■ A run of entries ■

· · · ·

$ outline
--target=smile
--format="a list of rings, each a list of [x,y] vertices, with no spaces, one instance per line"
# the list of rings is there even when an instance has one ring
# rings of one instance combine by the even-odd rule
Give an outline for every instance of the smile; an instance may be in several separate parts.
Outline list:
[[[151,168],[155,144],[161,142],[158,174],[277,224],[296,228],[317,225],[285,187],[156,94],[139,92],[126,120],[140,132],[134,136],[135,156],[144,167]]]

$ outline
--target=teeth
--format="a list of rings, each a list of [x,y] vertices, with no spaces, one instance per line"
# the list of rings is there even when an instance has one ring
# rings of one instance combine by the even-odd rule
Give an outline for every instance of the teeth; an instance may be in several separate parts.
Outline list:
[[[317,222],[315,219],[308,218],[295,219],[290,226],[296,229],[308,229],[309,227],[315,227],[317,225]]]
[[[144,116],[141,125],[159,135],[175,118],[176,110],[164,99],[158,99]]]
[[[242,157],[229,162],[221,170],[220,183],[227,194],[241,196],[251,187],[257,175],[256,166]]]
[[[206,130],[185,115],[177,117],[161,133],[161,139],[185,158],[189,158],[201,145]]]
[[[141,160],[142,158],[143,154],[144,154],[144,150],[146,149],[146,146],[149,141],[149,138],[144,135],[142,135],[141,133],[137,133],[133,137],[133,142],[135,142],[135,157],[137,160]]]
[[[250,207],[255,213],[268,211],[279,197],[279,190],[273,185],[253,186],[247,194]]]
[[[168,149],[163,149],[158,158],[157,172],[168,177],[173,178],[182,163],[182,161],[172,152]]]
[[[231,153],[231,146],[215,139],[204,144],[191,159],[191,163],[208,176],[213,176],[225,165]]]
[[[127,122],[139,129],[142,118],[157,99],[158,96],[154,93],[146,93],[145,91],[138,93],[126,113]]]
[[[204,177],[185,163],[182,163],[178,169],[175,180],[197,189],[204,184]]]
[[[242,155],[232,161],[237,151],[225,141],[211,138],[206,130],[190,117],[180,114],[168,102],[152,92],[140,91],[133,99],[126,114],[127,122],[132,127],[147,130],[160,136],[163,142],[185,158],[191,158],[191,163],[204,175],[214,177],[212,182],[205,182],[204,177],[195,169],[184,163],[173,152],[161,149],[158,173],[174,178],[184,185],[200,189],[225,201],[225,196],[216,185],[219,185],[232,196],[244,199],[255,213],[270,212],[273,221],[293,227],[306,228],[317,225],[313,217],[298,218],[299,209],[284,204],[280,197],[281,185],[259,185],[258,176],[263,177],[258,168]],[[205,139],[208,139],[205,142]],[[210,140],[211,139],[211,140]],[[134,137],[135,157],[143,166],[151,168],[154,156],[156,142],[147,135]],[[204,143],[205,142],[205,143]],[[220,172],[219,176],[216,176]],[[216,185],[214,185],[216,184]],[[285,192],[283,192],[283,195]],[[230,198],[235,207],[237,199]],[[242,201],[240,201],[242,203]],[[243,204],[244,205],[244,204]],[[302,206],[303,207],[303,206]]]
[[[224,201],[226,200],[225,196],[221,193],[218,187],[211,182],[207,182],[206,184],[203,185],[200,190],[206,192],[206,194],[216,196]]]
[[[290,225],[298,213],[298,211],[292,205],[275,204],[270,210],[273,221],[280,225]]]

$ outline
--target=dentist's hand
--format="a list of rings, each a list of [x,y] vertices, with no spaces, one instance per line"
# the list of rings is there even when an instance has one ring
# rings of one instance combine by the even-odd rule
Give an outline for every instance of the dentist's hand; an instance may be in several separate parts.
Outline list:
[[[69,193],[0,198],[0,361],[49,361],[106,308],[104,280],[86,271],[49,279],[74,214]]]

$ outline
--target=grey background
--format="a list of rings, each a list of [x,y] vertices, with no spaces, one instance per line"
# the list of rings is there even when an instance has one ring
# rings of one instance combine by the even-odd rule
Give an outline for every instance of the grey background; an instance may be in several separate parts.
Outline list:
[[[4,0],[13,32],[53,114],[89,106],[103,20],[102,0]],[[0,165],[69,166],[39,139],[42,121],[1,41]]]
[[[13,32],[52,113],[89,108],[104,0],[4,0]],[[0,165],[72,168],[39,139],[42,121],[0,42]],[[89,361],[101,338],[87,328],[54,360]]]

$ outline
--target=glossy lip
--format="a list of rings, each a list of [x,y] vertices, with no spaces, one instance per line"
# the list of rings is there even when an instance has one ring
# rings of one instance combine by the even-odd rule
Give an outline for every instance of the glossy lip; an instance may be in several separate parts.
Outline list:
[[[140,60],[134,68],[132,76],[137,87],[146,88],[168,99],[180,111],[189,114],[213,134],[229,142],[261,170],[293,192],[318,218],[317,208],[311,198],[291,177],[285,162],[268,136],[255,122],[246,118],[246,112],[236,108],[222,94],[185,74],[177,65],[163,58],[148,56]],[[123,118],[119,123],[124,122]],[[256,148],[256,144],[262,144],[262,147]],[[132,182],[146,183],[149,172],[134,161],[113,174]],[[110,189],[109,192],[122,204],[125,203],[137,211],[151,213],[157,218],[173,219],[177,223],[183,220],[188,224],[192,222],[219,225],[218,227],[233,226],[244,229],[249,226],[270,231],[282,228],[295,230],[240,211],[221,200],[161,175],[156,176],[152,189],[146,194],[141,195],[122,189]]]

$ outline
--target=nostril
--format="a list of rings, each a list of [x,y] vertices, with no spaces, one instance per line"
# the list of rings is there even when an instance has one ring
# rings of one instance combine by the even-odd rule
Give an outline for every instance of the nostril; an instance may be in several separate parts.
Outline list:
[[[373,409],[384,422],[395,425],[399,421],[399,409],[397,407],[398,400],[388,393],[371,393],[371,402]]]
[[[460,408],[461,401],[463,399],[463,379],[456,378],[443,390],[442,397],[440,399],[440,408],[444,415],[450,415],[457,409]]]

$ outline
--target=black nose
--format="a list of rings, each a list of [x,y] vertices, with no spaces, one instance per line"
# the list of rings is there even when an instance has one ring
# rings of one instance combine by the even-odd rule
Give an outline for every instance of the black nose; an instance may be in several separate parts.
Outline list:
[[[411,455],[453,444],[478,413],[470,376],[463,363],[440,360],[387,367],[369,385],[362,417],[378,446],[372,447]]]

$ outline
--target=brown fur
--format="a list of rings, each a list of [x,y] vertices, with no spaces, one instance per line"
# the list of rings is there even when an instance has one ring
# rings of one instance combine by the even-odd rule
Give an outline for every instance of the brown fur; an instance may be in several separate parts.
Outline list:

· · · ·

■ What is expected ■
Report every line of the entries above that contains the string "grey", copying each line in full.

■ Response below ■
--target=grey background
Give an outline for every instance of the grey background; an instance may be in several separate parts.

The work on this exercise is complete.